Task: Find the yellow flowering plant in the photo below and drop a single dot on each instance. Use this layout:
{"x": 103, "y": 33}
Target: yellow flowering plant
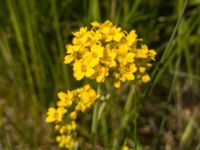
{"x": 104, "y": 52}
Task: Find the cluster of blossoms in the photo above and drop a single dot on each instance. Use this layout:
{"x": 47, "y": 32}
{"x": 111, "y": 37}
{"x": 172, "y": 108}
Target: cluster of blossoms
{"x": 107, "y": 52}
{"x": 64, "y": 116}
{"x": 104, "y": 52}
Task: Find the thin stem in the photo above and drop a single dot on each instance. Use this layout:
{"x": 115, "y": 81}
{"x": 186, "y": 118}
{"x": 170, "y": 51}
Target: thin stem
{"x": 135, "y": 120}
{"x": 95, "y": 120}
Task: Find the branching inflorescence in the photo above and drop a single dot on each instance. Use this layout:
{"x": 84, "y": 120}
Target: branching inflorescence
{"x": 104, "y": 52}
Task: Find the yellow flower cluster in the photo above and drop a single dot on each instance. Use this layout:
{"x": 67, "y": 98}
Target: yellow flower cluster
{"x": 126, "y": 148}
{"x": 64, "y": 116}
{"x": 107, "y": 52}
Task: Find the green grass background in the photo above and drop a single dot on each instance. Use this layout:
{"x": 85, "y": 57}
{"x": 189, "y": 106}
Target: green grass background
{"x": 33, "y": 35}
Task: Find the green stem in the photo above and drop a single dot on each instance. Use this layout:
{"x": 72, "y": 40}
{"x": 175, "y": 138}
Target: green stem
{"x": 95, "y": 120}
{"x": 135, "y": 120}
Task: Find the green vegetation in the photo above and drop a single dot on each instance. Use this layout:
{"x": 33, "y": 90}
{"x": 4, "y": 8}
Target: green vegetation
{"x": 33, "y": 35}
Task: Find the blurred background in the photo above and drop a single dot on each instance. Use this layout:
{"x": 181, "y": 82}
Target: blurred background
{"x": 33, "y": 35}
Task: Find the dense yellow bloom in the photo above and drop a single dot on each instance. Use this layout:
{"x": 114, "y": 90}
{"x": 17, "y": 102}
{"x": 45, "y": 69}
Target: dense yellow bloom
{"x": 107, "y": 52}
{"x": 126, "y": 148}
{"x": 69, "y": 104}
{"x": 55, "y": 115}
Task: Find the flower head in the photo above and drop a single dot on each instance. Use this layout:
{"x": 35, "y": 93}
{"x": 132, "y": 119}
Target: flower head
{"x": 107, "y": 52}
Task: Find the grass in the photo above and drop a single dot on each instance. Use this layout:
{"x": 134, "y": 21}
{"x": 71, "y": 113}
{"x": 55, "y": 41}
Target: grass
{"x": 163, "y": 114}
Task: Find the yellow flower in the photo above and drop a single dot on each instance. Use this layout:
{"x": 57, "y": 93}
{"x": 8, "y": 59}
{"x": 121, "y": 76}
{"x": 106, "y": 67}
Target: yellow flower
{"x": 125, "y": 148}
{"x": 55, "y": 115}
{"x": 146, "y": 78}
{"x": 82, "y": 68}
{"x": 65, "y": 99}
{"x": 73, "y": 115}
{"x": 105, "y": 50}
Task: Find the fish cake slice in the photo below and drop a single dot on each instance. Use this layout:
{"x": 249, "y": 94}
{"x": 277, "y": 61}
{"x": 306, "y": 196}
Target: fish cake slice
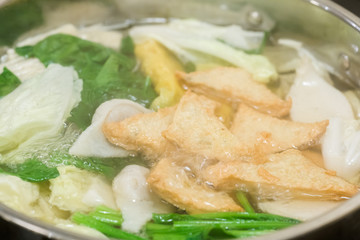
{"x": 172, "y": 183}
{"x": 236, "y": 85}
{"x": 286, "y": 174}
{"x": 271, "y": 134}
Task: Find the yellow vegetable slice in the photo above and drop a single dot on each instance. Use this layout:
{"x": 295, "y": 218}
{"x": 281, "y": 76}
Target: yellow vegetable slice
{"x": 160, "y": 65}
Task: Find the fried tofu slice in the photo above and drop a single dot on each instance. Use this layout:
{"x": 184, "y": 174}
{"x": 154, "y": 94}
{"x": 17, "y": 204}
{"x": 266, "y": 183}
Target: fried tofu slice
{"x": 196, "y": 129}
{"x": 172, "y": 183}
{"x": 236, "y": 85}
{"x": 286, "y": 174}
{"x": 160, "y": 65}
{"x": 271, "y": 134}
{"x": 142, "y": 133}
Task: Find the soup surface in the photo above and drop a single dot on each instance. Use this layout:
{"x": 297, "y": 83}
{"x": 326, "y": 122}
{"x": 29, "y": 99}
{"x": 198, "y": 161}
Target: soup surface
{"x": 181, "y": 130}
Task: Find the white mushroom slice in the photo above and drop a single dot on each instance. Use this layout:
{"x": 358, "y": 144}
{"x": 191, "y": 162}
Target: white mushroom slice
{"x": 92, "y": 142}
{"x": 134, "y": 198}
{"x": 299, "y": 209}
{"x": 340, "y": 148}
{"x": 313, "y": 98}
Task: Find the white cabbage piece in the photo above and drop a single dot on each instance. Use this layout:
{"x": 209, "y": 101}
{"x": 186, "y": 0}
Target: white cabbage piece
{"x": 36, "y": 110}
{"x": 341, "y": 148}
{"x": 18, "y": 194}
{"x": 80, "y": 190}
{"x": 92, "y": 142}
{"x": 298, "y": 209}
{"x": 233, "y": 35}
{"x": 134, "y": 198}
{"x": 70, "y": 226}
{"x": 313, "y": 98}
{"x": 186, "y": 37}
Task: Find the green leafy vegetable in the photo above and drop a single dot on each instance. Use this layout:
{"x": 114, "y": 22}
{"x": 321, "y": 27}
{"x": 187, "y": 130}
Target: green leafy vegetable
{"x": 8, "y": 82}
{"x": 102, "y": 219}
{"x": 215, "y": 225}
{"x": 106, "y": 73}
{"x": 31, "y": 170}
{"x": 18, "y": 18}
{"x": 127, "y": 46}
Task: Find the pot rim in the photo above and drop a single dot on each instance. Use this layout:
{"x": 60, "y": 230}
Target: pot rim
{"x": 332, "y": 216}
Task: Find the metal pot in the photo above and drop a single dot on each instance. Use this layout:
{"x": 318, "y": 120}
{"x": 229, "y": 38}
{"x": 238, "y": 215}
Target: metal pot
{"x": 323, "y": 22}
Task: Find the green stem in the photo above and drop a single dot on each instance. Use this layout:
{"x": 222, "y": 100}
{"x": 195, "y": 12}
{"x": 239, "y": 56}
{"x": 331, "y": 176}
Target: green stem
{"x": 244, "y": 202}
{"x": 233, "y": 225}
{"x": 104, "y": 228}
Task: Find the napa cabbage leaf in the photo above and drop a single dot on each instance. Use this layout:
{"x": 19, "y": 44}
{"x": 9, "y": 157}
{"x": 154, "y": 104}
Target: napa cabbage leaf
{"x": 38, "y": 108}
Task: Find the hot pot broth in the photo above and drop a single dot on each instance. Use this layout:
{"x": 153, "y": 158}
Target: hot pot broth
{"x": 172, "y": 132}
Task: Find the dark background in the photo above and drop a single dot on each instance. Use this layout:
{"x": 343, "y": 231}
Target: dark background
{"x": 346, "y": 229}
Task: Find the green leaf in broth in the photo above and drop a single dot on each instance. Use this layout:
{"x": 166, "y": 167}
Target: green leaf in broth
{"x": 106, "y": 73}
{"x": 31, "y": 170}
{"x": 17, "y": 18}
{"x": 127, "y": 46}
{"x": 8, "y": 82}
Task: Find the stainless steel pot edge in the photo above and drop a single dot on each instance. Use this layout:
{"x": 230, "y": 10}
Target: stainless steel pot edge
{"x": 351, "y": 204}
{"x": 288, "y": 233}
{"x": 39, "y": 227}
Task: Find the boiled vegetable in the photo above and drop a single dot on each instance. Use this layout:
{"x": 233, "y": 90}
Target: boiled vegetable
{"x": 106, "y": 73}
{"x": 8, "y": 82}
{"x": 37, "y": 109}
{"x": 186, "y": 40}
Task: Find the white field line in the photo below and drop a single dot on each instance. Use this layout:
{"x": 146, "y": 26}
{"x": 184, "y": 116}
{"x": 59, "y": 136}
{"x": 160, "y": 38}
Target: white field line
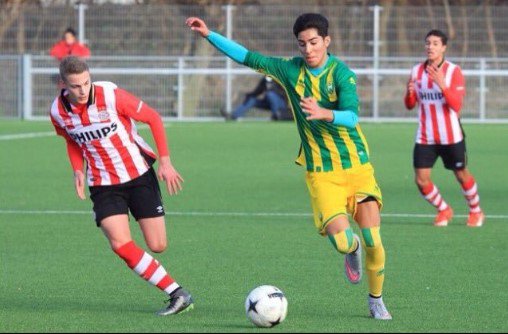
{"x": 225, "y": 214}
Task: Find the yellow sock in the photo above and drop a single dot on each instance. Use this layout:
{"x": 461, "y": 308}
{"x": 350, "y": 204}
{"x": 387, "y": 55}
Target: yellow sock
{"x": 375, "y": 260}
{"x": 344, "y": 241}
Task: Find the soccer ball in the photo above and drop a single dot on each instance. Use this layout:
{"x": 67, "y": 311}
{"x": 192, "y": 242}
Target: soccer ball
{"x": 266, "y": 306}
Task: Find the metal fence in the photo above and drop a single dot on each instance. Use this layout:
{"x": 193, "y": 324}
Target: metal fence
{"x": 181, "y": 88}
{"x": 148, "y": 50}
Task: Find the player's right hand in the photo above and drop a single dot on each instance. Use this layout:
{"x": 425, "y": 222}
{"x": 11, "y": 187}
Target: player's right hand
{"x": 197, "y": 24}
{"x": 79, "y": 183}
{"x": 410, "y": 87}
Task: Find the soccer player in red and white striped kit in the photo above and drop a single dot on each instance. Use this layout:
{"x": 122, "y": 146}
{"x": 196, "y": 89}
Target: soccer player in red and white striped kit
{"x": 438, "y": 86}
{"x": 97, "y": 121}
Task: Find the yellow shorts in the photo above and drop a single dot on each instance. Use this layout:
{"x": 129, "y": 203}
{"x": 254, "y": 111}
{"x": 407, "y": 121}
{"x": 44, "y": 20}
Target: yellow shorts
{"x": 338, "y": 192}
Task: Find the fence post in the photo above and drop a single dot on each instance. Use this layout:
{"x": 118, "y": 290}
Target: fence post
{"x": 20, "y": 87}
{"x": 181, "y": 65}
{"x": 483, "y": 88}
{"x": 229, "y": 62}
{"x": 375, "y": 81}
{"x": 27, "y": 86}
{"x": 81, "y": 22}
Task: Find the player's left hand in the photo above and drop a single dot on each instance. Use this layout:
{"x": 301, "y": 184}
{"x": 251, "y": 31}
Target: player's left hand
{"x": 169, "y": 175}
{"x": 314, "y": 111}
{"x": 436, "y": 75}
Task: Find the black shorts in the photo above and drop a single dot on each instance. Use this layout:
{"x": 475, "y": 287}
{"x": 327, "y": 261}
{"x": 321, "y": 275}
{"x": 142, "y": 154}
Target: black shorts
{"x": 454, "y": 156}
{"x": 142, "y": 196}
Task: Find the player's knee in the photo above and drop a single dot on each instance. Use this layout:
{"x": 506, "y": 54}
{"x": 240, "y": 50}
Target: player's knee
{"x": 375, "y": 257}
{"x": 344, "y": 241}
{"x": 158, "y": 246}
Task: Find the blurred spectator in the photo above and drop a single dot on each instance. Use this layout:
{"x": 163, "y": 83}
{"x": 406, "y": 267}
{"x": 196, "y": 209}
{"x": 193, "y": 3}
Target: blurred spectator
{"x": 267, "y": 95}
{"x": 69, "y": 46}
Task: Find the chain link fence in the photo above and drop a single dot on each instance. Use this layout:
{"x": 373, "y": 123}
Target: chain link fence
{"x": 148, "y": 50}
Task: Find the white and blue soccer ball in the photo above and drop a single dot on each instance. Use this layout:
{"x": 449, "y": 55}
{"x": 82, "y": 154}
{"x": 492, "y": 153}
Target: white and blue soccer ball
{"x": 266, "y": 306}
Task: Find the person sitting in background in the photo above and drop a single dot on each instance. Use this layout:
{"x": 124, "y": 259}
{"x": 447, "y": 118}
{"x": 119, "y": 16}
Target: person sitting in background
{"x": 69, "y": 46}
{"x": 267, "y": 95}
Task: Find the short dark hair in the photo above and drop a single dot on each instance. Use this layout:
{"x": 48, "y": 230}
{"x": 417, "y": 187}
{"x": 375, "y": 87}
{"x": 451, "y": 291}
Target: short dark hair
{"x": 72, "y": 65}
{"x": 438, "y": 33}
{"x": 69, "y": 31}
{"x": 311, "y": 20}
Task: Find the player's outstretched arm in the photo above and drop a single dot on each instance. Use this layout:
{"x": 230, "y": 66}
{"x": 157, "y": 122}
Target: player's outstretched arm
{"x": 345, "y": 118}
{"x": 198, "y": 25}
{"x": 229, "y": 47}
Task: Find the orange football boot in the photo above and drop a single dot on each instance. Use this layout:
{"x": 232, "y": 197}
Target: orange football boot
{"x": 443, "y": 217}
{"x": 475, "y": 219}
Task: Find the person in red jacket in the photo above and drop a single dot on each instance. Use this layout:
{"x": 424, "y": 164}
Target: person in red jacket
{"x": 69, "y": 46}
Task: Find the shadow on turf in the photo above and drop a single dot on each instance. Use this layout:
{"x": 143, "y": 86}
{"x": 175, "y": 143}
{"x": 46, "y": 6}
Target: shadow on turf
{"x": 54, "y": 304}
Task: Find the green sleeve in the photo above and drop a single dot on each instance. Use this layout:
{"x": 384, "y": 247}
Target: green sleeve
{"x": 273, "y": 66}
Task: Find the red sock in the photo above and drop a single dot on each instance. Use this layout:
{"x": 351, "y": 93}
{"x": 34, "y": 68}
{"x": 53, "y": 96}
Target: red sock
{"x": 433, "y": 196}
{"x": 470, "y": 191}
{"x": 147, "y": 267}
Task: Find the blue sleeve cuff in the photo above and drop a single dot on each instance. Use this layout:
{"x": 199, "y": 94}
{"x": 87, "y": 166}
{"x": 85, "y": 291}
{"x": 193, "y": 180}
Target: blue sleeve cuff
{"x": 345, "y": 118}
{"x": 229, "y": 47}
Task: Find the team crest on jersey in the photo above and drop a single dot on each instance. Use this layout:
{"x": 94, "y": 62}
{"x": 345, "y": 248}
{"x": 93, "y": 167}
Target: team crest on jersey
{"x": 103, "y": 115}
{"x": 330, "y": 87}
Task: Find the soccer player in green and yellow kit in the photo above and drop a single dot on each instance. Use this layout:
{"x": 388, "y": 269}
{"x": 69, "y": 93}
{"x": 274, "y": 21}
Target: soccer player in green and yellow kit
{"x": 322, "y": 93}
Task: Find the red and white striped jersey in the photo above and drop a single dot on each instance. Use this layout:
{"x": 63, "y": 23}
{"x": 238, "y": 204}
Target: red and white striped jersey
{"x": 106, "y": 133}
{"x": 438, "y": 117}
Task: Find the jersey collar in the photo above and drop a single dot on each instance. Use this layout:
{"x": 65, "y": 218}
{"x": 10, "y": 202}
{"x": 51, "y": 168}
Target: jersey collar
{"x": 67, "y": 104}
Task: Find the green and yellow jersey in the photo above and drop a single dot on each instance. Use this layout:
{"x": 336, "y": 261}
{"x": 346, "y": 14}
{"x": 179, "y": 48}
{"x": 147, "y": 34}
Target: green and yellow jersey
{"x": 325, "y": 147}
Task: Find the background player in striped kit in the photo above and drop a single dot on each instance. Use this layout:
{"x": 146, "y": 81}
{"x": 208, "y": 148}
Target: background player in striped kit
{"x": 322, "y": 93}
{"x": 438, "y": 86}
{"x": 97, "y": 122}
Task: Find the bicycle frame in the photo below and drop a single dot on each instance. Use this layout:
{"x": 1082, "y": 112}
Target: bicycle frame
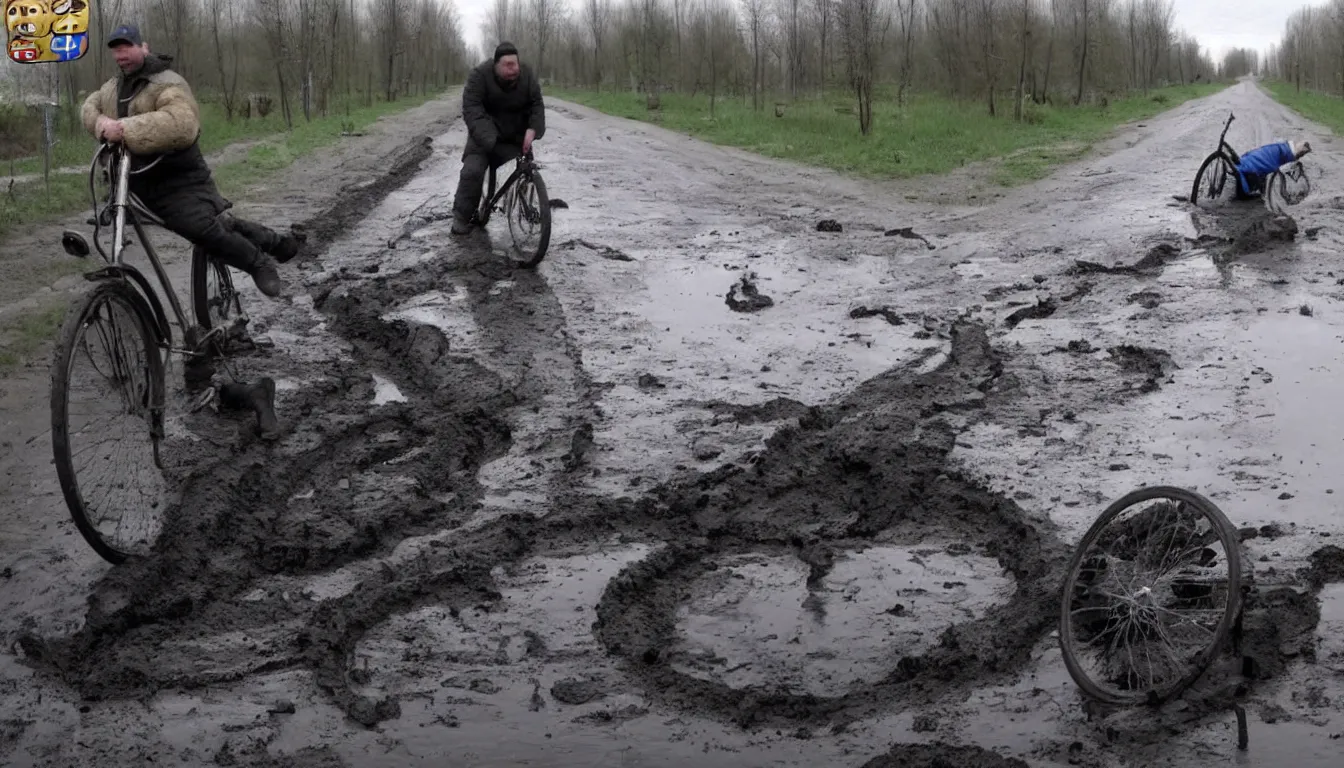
{"x": 1225, "y": 145}
{"x": 523, "y": 168}
{"x": 125, "y": 207}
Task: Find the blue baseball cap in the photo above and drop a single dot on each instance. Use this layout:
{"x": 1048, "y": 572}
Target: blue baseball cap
{"x": 125, "y": 34}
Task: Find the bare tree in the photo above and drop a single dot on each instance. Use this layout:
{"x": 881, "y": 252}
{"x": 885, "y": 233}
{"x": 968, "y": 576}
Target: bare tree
{"x": 862, "y": 28}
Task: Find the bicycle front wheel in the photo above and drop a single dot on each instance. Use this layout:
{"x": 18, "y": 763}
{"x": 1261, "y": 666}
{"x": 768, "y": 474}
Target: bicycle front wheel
{"x": 530, "y": 219}
{"x": 108, "y": 418}
{"x": 1216, "y": 179}
{"x": 1151, "y": 596}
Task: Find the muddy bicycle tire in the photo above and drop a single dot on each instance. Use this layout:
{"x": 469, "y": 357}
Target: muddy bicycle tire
{"x": 543, "y": 203}
{"x": 202, "y": 299}
{"x": 1229, "y": 175}
{"x": 78, "y": 315}
{"x": 1231, "y": 546}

___

WHAT TO PRODUCE:
Pictures are to be left out; otherwise, copy exactly each line from the one containing "Task: Find the background" through the last line of the listing.

RESULT OF THIS EXERCISE:
Task: Find the background player in striped kit in the photo above and drop a single dot on each instance. Use this layout:
{"x": 146, "y": 81}
{"x": 208, "y": 148}
Target: background player in striped kit
{"x": 322, "y": 93}
{"x": 438, "y": 86}
{"x": 97, "y": 122}
Task: Find the bicycle frame in the photo below and drop a single dot on each instance. Use this layout:
{"x": 1082, "y": 112}
Target: bicycle frame
{"x": 1225, "y": 145}
{"x": 523, "y": 168}
{"x": 125, "y": 207}
Task: Find the blue baseball cap in the photo above and drop a single dot on each instance. Use this layout:
{"x": 1048, "y": 572}
Target: blue baseball cap
{"x": 125, "y": 34}
Task: Find the bare tree in the photo above and drop a single dot on each instance. Use this layout:
{"x": 881, "y": 252}
{"x": 885, "y": 233}
{"x": 968, "y": 576}
Target: bare tree
{"x": 862, "y": 28}
Task: Find the bicycle front wheel in the photo above and drop a single dot on each instance. Use this layout:
{"x": 18, "y": 763}
{"x": 1261, "y": 666}
{"x": 768, "y": 474}
Target: bicycle front wheel
{"x": 530, "y": 219}
{"x": 108, "y": 418}
{"x": 1216, "y": 179}
{"x": 1151, "y": 596}
Task: Find the muddy bicycle tire in the photo above and drop a single dot on each instance. Use this layout:
{"x": 469, "y": 357}
Target: muddy bicycle tire
{"x": 543, "y": 203}
{"x": 202, "y": 299}
{"x": 1229, "y": 175}
{"x": 78, "y": 315}
{"x": 1231, "y": 546}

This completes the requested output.